Work task »
From the blog post on the healthcare experience, copy out the passage between "There are always" and "demands of insurance.", inclusive.

Selected extract »
== == ==

Creating a Better Healthcare Experience
Today’s Diabetes Blog Week prompt is all about the healthcare experience. Here it is:
Most people who live with a chronic illness end up with a lot of experience when it comes to dealing with healthcare. How would you improve or change your healthcare experience? What would you like to see happening during medical visits with your healthcare team? How about when dealing with your health insurance companies? What’s your Healthcare Wish List or Biggest Frustration? Today is the day to share it all!
I have to acknowledge that I’m in an excellent place when it comes to healthcare. I truly have access to world class medical care living in Cleveland. Overall I have a good team and I can’t relate to all of the horror stories that I hear from others, but my care is not perfect.
There are always areas to improve. In U.S. healthcare, the first area to improve is insurance. Somehow in our twisted system, the insurance companies started determining care, not doctors. Pharmacies will literally fill prescriptions differently than written if the insurance company pushes back. Even doctors will bow to the demands of insurance.
I don’t think it should be up to actuaries and corporate agreements what kind of care people receive. I believe that it should be a determination between the person living with the medical condition and the people who actually went to medical school to determine healthcare. All medications and devices for diabetes care should have some kind of coverage by all healthcare plans. I don’t think it’d ever be possible to get away from the preferred brand model because in the U.S. it really is all business, but don’t make it so difficult and expensive for us to get non-preferred treatment.
I also wish that healthcare providers had more training to person-centered approaches to medicine. In my endocrinology visit, we don’t just talk about insulin, blood sugar and a1c, my doctor asks about me and has been able to help identify when something going on in my life may be impacting my diabetes management. All visits should be like that.

== == ==

Region pointing rows
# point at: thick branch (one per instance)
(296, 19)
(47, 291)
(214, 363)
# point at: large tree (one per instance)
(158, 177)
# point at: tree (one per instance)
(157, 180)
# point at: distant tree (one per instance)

== == ==

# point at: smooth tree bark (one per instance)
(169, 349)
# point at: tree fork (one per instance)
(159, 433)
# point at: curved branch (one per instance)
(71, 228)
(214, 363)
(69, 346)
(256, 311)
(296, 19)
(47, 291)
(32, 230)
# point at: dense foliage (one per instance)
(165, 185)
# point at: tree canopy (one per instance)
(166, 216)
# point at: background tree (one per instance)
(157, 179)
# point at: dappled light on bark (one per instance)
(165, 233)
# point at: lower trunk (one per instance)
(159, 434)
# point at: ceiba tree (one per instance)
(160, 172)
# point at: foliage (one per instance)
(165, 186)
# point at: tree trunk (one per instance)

== == ==

Answer box »
There are always areas to improve. In U.S. healthcare, the first area to improve is insurance. Somehow in our twisted system, the insurance companies started determining care, not doctors. Pharmacies will literally fill prescriptions differently than written if the insurance company pushes back. Even doctors will bow to the demands of insurance.